What to do =>
If a line below contains "mouth", count it; then state how many such lines there are, and nothing else.
══════════
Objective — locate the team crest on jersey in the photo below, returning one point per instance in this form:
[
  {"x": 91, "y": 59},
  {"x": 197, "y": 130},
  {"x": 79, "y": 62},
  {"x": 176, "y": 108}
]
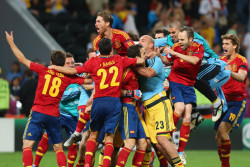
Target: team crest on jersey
[
  {"x": 234, "y": 67},
  {"x": 117, "y": 43},
  {"x": 190, "y": 53}
]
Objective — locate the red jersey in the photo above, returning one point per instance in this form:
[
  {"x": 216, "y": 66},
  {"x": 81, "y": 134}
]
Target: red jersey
[
  {"x": 107, "y": 73},
  {"x": 129, "y": 82},
  {"x": 50, "y": 88},
  {"x": 120, "y": 39},
  {"x": 235, "y": 90},
  {"x": 183, "y": 72}
]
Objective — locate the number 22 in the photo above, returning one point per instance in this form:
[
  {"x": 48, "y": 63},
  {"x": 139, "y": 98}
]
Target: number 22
[
  {"x": 54, "y": 89},
  {"x": 103, "y": 72}
]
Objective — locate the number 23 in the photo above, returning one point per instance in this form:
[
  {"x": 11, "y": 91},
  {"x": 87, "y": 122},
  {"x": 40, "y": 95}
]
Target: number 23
[{"x": 103, "y": 72}]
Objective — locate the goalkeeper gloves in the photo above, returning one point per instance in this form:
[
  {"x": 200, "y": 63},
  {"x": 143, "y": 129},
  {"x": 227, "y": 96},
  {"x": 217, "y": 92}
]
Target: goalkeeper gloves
[{"x": 134, "y": 94}]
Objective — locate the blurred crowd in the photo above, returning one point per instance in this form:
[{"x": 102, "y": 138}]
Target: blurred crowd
[{"x": 209, "y": 18}]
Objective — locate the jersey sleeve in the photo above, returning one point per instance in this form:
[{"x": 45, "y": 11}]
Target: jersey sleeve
[
  {"x": 95, "y": 42},
  {"x": 84, "y": 68},
  {"x": 157, "y": 65},
  {"x": 70, "y": 93},
  {"x": 126, "y": 40},
  {"x": 199, "y": 52},
  {"x": 38, "y": 68},
  {"x": 244, "y": 64},
  {"x": 128, "y": 62},
  {"x": 76, "y": 80}
]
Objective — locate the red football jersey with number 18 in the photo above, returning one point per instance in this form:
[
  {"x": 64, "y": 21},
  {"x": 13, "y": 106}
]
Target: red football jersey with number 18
[
  {"x": 235, "y": 90},
  {"x": 107, "y": 74},
  {"x": 50, "y": 88},
  {"x": 183, "y": 72},
  {"x": 120, "y": 40},
  {"x": 129, "y": 82}
]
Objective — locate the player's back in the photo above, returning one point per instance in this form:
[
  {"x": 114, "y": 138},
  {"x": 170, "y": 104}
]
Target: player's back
[
  {"x": 50, "y": 88},
  {"x": 107, "y": 74}
]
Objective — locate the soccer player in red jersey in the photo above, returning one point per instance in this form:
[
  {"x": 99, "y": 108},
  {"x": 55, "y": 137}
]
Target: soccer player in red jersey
[
  {"x": 120, "y": 39},
  {"x": 106, "y": 71},
  {"x": 186, "y": 56},
  {"x": 131, "y": 123},
  {"x": 235, "y": 93},
  {"x": 45, "y": 113}
]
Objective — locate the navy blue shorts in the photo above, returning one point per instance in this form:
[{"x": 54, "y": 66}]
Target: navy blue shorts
[
  {"x": 105, "y": 113},
  {"x": 182, "y": 93},
  {"x": 68, "y": 123},
  {"x": 37, "y": 122},
  {"x": 234, "y": 115},
  {"x": 130, "y": 125}
]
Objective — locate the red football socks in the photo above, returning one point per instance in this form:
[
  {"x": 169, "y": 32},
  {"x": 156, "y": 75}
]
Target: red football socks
[
  {"x": 83, "y": 119},
  {"x": 108, "y": 151},
  {"x": 184, "y": 135},
  {"x": 72, "y": 154},
  {"x": 123, "y": 156},
  {"x": 138, "y": 157},
  {"x": 27, "y": 156},
  {"x": 90, "y": 148},
  {"x": 225, "y": 153},
  {"x": 41, "y": 149},
  {"x": 61, "y": 158}
]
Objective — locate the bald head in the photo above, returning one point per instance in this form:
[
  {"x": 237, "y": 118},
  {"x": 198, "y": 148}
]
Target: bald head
[
  {"x": 174, "y": 29},
  {"x": 176, "y": 24},
  {"x": 147, "y": 42}
]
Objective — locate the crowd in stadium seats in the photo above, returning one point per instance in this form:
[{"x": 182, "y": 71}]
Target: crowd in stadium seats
[{"x": 72, "y": 23}]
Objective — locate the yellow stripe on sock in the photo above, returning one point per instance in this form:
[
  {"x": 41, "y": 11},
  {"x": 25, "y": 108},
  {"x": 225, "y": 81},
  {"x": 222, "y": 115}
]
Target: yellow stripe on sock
[
  {"x": 89, "y": 153},
  {"x": 183, "y": 139},
  {"x": 40, "y": 154},
  {"x": 82, "y": 120},
  {"x": 71, "y": 162},
  {"x": 225, "y": 155},
  {"x": 107, "y": 157}
]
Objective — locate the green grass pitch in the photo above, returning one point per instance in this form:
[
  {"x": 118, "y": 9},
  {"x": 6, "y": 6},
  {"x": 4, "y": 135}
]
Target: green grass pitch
[{"x": 194, "y": 159}]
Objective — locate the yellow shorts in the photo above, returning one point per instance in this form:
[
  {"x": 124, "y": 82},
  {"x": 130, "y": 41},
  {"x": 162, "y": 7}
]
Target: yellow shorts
[
  {"x": 159, "y": 118},
  {"x": 142, "y": 121},
  {"x": 118, "y": 142}
]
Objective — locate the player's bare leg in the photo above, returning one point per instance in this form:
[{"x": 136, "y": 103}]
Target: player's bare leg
[
  {"x": 141, "y": 146},
  {"x": 224, "y": 143},
  {"x": 82, "y": 148},
  {"x": 60, "y": 156},
  {"x": 90, "y": 147},
  {"x": 27, "y": 152},
  {"x": 108, "y": 149},
  {"x": 126, "y": 150}
]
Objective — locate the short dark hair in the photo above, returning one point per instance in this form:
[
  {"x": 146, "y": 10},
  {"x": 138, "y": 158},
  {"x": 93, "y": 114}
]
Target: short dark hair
[
  {"x": 69, "y": 55},
  {"x": 162, "y": 30},
  {"x": 133, "y": 36},
  {"x": 189, "y": 31},
  {"x": 58, "y": 57},
  {"x": 176, "y": 24},
  {"x": 105, "y": 46},
  {"x": 89, "y": 51},
  {"x": 134, "y": 50},
  {"x": 107, "y": 17},
  {"x": 234, "y": 39}
]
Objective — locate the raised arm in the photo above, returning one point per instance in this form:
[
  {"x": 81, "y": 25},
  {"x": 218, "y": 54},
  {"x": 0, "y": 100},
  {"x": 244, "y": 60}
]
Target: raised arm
[
  {"x": 190, "y": 59},
  {"x": 64, "y": 70},
  {"x": 19, "y": 55},
  {"x": 145, "y": 71},
  {"x": 238, "y": 76},
  {"x": 140, "y": 62}
]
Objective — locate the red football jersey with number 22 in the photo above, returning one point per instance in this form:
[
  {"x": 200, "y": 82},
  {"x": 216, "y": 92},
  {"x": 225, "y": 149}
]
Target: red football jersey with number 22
[{"x": 107, "y": 74}]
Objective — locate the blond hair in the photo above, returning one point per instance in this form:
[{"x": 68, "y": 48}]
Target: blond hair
[{"x": 234, "y": 39}]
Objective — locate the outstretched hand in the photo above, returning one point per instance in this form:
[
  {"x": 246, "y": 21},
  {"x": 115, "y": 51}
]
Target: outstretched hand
[
  {"x": 51, "y": 67},
  {"x": 9, "y": 37}
]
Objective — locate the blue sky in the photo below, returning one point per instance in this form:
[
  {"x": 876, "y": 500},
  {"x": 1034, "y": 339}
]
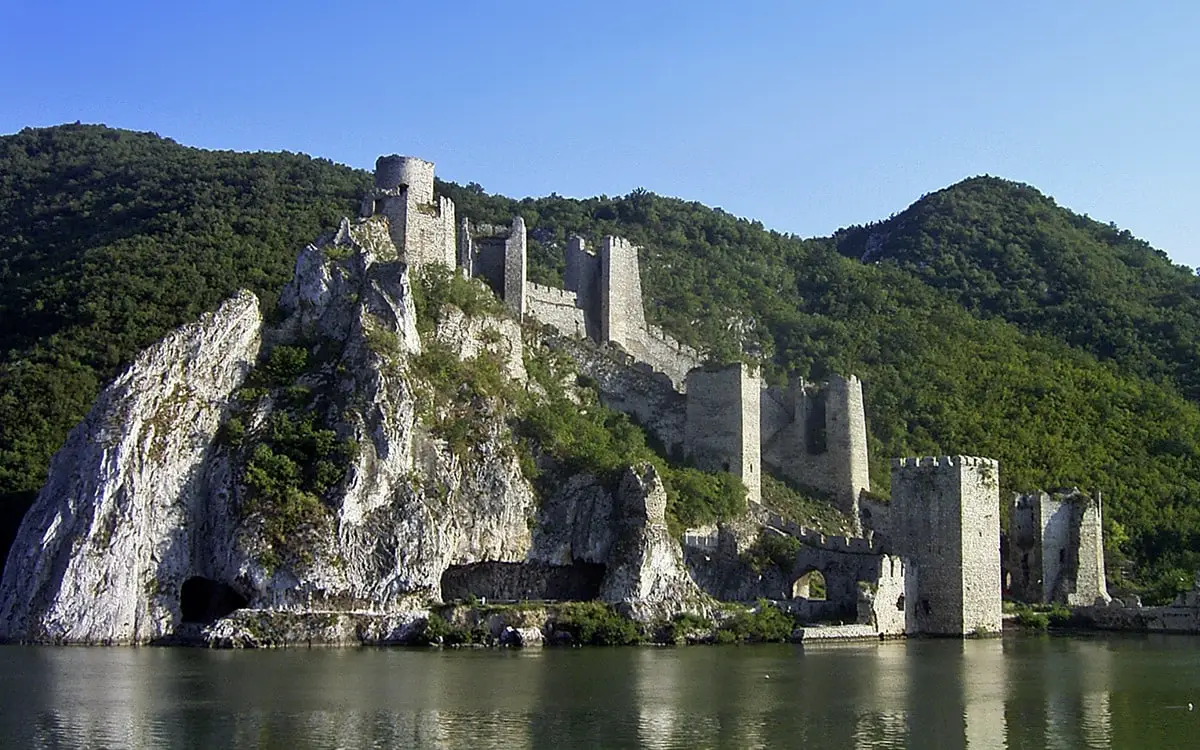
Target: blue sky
[{"x": 804, "y": 115}]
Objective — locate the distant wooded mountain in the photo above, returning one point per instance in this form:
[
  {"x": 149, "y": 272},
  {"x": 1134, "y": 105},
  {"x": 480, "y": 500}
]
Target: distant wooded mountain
[{"x": 983, "y": 321}]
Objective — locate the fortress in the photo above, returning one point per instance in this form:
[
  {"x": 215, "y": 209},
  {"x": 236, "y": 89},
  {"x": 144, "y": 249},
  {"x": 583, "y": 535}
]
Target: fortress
[{"x": 927, "y": 562}]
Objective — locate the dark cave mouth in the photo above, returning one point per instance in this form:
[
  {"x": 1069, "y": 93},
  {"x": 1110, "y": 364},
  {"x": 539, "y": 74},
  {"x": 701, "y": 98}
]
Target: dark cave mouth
══════════
Response to the task =>
2